• [Exercise]
Please answer these questions about the forum thread on ATi Tool:
1. Which version of ATi Tool is the first poster using?
2. What average temperature does the poster give for the GPU?
3. Which temperature does riivo say to be more aware of?

* begin Reading passage *

# ATi tool (general questions and also on my 9600xt)



## el_leumas (Jan 1, 2005)

I'm currently using the 0.0.22 ATi Tool and also the Powercolor 9600xt, which defaults at 500/338

Anyway, I can detect the temperature, but which should I be aware of? The GPU or the GPU environment? Its in Celsius right?

My GPU has an average of 55, and the environment, 45. Is this ok?

Any idea whats the max I can o/c my card to? Using default hsf. Don't really trust the find max core/mem function......

My card has 4 active pipelines....what does this means? Is it ok?

There is a function to "Remove Radeon 9000/9250/9550/9600 clock-lock". Should I enable it? 

Lastly, should I activate overdrive if I'm oc-ing?


----------



## el_leumas (Jan 2, 2005)

anyone can help?


----------



## riivo (Jan 2, 2005)

be more aware of GPU temp.

* end Reading passage *
* begin Information provided *

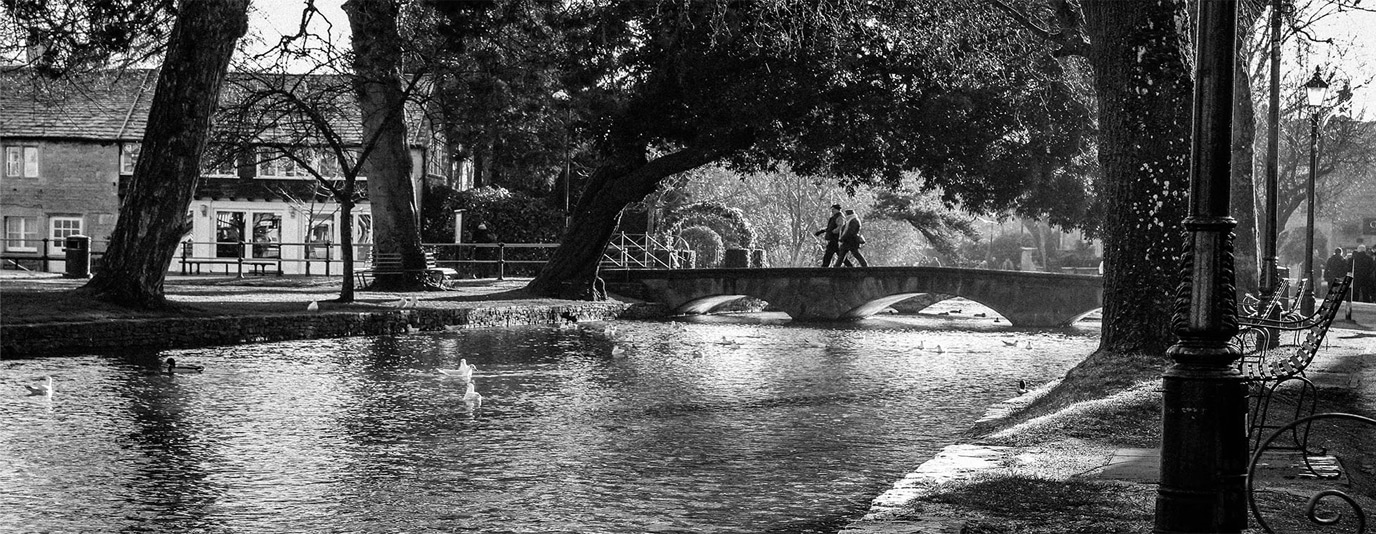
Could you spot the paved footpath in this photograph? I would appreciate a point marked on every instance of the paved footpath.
(1349, 364)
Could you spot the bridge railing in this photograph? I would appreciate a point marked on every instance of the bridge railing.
(641, 251)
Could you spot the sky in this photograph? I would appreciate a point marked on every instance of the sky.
(273, 18)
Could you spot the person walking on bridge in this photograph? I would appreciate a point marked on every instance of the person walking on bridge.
(851, 240)
(833, 236)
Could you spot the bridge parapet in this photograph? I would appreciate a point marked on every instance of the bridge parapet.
(819, 293)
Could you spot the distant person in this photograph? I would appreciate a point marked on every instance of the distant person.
(1364, 275)
(833, 236)
(1336, 267)
(851, 240)
(485, 253)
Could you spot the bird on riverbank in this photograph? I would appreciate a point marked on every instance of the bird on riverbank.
(172, 368)
(472, 398)
(40, 390)
(464, 372)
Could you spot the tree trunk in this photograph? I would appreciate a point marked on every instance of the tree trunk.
(153, 218)
(624, 178)
(1142, 75)
(1243, 189)
(377, 58)
(1247, 248)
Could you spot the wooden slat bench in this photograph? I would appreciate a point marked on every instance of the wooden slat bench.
(391, 263)
(258, 266)
(1276, 353)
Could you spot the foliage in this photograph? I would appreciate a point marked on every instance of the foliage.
(513, 216)
(728, 223)
(86, 35)
(939, 225)
(706, 242)
(497, 69)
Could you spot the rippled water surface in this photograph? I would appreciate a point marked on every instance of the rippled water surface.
(712, 425)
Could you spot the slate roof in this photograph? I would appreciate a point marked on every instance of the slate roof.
(108, 106)
(114, 105)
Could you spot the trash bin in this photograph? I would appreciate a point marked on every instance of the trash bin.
(79, 256)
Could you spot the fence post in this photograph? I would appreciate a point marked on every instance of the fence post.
(501, 260)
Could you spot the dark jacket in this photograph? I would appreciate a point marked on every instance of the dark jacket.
(833, 233)
(1335, 267)
(851, 234)
(1364, 267)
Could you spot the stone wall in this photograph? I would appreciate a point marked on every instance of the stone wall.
(54, 339)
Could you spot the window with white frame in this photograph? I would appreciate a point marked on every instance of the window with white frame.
(277, 164)
(21, 161)
(219, 163)
(21, 234)
(61, 227)
(130, 157)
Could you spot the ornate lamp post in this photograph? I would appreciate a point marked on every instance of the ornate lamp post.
(1204, 402)
(1316, 91)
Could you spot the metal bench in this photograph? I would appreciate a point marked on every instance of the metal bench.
(1276, 353)
(385, 263)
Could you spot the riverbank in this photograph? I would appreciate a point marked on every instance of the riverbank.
(40, 314)
(1094, 465)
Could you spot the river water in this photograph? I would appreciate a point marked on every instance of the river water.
(740, 424)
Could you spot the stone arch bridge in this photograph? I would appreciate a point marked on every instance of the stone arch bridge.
(819, 293)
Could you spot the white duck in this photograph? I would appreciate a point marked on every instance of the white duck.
(190, 368)
(472, 398)
(464, 372)
(40, 390)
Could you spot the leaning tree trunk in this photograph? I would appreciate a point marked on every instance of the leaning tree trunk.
(153, 216)
(624, 178)
(1142, 75)
(377, 81)
(1244, 136)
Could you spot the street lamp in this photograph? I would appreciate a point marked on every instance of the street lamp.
(563, 98)
(1316, 91)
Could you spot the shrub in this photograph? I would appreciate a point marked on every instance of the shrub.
(707, 242)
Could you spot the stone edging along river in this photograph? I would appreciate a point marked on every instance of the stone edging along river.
(97, 336)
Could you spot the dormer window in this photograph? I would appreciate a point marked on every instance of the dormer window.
(128, 157)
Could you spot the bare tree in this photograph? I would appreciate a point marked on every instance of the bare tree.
(153, 216)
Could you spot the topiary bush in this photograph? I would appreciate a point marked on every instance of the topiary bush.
(706, 242)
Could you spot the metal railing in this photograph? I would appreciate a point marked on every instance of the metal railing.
(641, 251)
(14, 253)
(240, 258)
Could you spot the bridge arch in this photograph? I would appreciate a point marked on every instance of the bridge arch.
(1025, 299)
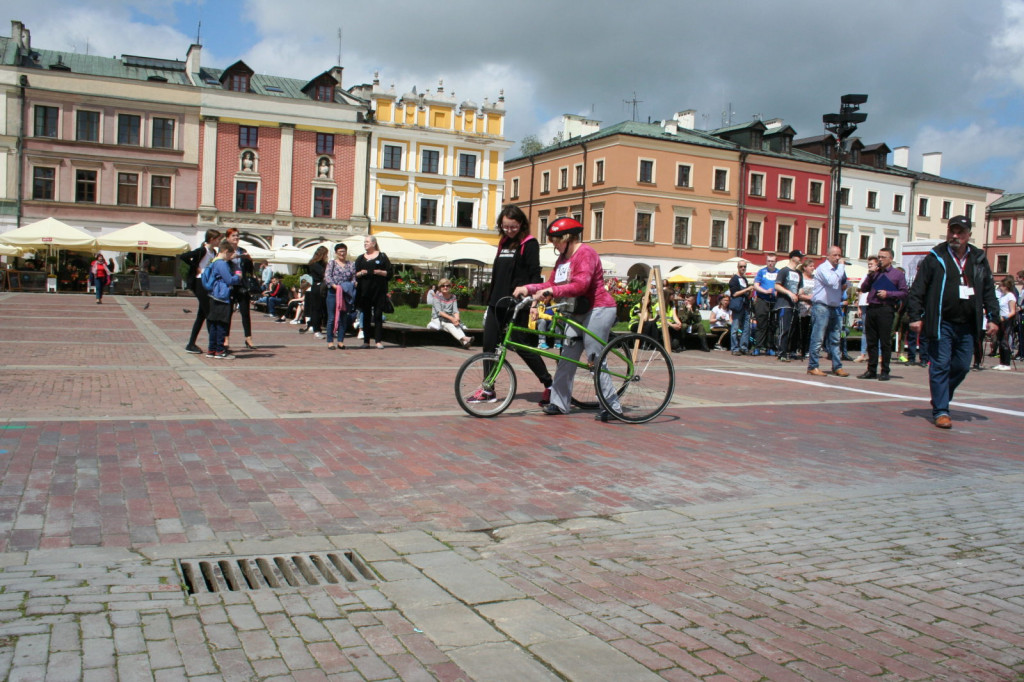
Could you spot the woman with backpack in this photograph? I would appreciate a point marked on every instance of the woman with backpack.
(99, 272)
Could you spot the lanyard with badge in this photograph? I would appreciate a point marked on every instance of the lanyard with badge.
(966, 290)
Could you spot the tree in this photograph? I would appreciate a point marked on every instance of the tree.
(529, 144)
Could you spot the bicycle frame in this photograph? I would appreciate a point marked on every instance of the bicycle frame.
(557, 318)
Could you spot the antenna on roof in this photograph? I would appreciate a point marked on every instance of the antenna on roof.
(633, 101)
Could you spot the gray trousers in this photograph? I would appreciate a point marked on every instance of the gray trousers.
(600, 322)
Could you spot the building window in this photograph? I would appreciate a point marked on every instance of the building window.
(721, 179)
(245, 197)
(865, 247)
(43, 183)
(816, 190)
(467, 165)
(87, 127)
(681, 232)
(129, 129)
(429, 161)
(85, 186)
(389, 208)
(718, 233)
(323, 203)
(324, 93)
(464, 214)
(754, 236)
(160, 192)
(646, 170)
(813, 240)
(785, 188)
(428, 211)
(248, 136)
(239, 83)
(46, 121)
(783, 239)
(325, 143)
(643, 227)
(163, 133)
(683, 175)
(127, 188)
(392, 157)
(757, 184)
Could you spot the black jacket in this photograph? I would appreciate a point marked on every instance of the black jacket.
(938, 278)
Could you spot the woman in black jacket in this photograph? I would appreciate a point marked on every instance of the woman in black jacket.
(197, 260)
(516, 263)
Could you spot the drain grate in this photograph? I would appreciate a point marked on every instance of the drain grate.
(242, 573)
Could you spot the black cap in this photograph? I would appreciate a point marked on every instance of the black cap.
(960, 221)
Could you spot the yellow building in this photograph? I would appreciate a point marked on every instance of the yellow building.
(436, 164)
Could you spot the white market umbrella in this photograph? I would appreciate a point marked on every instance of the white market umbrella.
(142, 238)
(398, 249)
(470, 249)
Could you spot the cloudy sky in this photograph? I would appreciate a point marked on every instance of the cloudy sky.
(941, 75)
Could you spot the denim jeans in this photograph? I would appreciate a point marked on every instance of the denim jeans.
(739, 332)
(825, 322)
(950, 355)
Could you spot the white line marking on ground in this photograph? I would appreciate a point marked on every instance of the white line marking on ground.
(897, 396)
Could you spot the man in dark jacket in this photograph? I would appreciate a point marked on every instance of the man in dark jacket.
(951, 295)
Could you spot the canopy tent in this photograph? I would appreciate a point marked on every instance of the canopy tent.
(142, 238)
(48, 232)
(685, 273)
(467, 249)
(398, 249)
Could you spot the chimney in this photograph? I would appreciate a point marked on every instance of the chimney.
(931, 163)
(686, 120)
(901, 156)
(22, 36)
(192, 62)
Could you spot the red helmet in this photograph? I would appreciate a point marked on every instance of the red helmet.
(564, 227)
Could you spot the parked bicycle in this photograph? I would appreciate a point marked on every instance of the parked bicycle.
(635, 368)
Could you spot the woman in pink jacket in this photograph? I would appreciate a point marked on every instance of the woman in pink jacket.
(578, 274)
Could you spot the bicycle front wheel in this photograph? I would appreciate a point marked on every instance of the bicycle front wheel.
(636, 379)
(478, 396)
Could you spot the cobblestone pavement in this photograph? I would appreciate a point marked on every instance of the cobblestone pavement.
(767, 526)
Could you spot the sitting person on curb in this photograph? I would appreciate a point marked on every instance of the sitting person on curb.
(273, 296)
(445, 313)
(685, 322)
(721, 321)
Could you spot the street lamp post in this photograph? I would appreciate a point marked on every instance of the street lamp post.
(842, 126)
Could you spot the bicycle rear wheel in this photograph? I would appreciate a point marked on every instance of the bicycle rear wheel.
(642, 377)
(471, 379)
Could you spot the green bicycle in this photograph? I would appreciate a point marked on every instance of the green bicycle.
(636, 371)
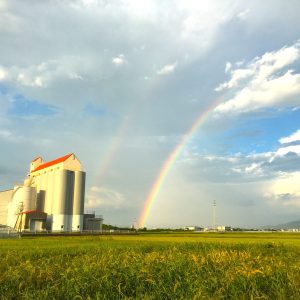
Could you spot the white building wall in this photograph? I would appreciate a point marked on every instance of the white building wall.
(5, 198)
(63, 197)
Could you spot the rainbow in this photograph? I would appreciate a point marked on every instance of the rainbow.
(158, 183)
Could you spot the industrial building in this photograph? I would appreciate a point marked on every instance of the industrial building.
(51, 198)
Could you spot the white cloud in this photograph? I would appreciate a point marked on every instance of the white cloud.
(285, 190)
(2, 73)
(98, 197)
(118, 60)
(243, 14)
(5, 134)
(264, 83)
(291, 138)
(167, 69)
(228, 67)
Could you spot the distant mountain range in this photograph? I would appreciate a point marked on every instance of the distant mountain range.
(290, 225)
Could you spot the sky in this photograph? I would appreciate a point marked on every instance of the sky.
(124, 84)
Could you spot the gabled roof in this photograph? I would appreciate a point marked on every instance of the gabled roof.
(52, 162)
(36, 159)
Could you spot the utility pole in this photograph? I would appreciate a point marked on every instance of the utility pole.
(214, 215)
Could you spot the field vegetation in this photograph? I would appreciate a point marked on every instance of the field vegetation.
(152, 266)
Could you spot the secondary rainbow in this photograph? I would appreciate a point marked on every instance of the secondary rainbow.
(156, 187)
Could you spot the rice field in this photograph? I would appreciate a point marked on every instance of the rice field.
(152, 266)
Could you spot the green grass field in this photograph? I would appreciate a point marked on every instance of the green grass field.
(152, 266)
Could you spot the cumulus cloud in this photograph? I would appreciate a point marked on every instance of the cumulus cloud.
(167, 69)
(295, 137)
(264, 82)
(99, 197)
(285, 190)
(118, 60)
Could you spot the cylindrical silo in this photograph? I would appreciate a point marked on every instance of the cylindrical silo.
(78, 200)
(27, 196)
(60, 197)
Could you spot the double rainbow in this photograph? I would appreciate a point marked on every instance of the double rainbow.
(156, 187)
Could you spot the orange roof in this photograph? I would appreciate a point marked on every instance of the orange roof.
(52, 162)
(36, 159)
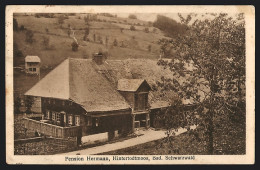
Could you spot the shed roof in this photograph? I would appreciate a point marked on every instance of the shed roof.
(130, 84)
(79, 81)
(30, 58)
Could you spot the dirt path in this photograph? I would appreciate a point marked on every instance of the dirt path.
(148, 135)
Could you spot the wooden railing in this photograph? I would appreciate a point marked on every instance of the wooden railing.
(52, 130)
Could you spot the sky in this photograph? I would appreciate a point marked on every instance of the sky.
(151, 16)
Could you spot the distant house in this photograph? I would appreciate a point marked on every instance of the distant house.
(136, 92)
(82, 97)
(32, 64)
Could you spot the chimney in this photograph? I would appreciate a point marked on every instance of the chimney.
(98, 58)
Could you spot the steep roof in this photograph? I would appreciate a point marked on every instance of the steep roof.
(79, 81)
(30, 58)
(130, 85)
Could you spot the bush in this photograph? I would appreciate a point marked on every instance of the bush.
(132, 28)
(132, 16)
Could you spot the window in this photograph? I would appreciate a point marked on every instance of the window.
(53, 116)
(97, 122)
(70, 119)
(146, 100)
(136, 101)
(89, 121)
(141, 101)
(77, 120)
(48, 114)
(58, 116)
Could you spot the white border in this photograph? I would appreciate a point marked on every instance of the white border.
(249, 11)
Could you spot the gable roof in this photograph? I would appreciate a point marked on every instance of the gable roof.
(30, 58)
(79, 81)
(131, 85)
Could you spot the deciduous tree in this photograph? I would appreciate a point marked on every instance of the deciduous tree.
(209, 69)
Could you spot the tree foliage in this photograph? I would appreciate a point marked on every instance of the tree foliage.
(209, 69)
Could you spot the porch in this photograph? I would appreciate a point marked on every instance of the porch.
(51, 129)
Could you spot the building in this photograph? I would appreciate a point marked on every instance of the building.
(84, 97)
(32, 64)
(77, 100)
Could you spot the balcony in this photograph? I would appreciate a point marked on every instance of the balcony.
(52, 130)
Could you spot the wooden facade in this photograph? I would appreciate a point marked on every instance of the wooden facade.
(61, 117)
(138, 101)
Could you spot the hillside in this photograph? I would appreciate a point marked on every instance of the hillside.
(130, 44)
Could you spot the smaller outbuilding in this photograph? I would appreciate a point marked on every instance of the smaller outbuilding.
(32, 64)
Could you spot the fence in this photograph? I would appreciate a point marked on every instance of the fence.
(44, 146)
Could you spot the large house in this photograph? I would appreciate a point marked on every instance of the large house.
(82, 97)
(32, 64)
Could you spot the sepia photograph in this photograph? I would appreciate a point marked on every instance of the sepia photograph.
(130, 84)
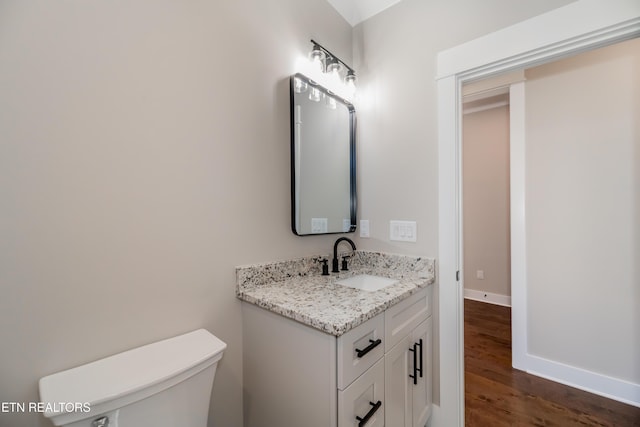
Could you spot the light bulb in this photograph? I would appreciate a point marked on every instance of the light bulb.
(331, 102)
(314, 94)
(299, 85)
(350, 83)
(317, 57)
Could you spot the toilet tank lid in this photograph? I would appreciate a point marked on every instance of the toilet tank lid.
(131, 371)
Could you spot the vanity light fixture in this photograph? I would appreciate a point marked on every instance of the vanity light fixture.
(333, 66)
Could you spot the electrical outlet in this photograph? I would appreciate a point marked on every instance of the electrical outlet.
(403, 231)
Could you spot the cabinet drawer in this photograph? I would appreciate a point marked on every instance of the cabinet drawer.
(363, 398)
(359, 349)
(403, 317)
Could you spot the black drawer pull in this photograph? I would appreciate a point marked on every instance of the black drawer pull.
(370, 347)
(375, 407)
(421, 358)
(415, 365)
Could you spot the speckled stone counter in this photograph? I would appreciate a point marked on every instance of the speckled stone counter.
(297, 290)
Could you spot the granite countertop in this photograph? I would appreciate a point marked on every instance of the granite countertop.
(297, 290)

* end Information provided *

• [Task answer]
1. 0.0.22
2. 55
3. The GPU temperature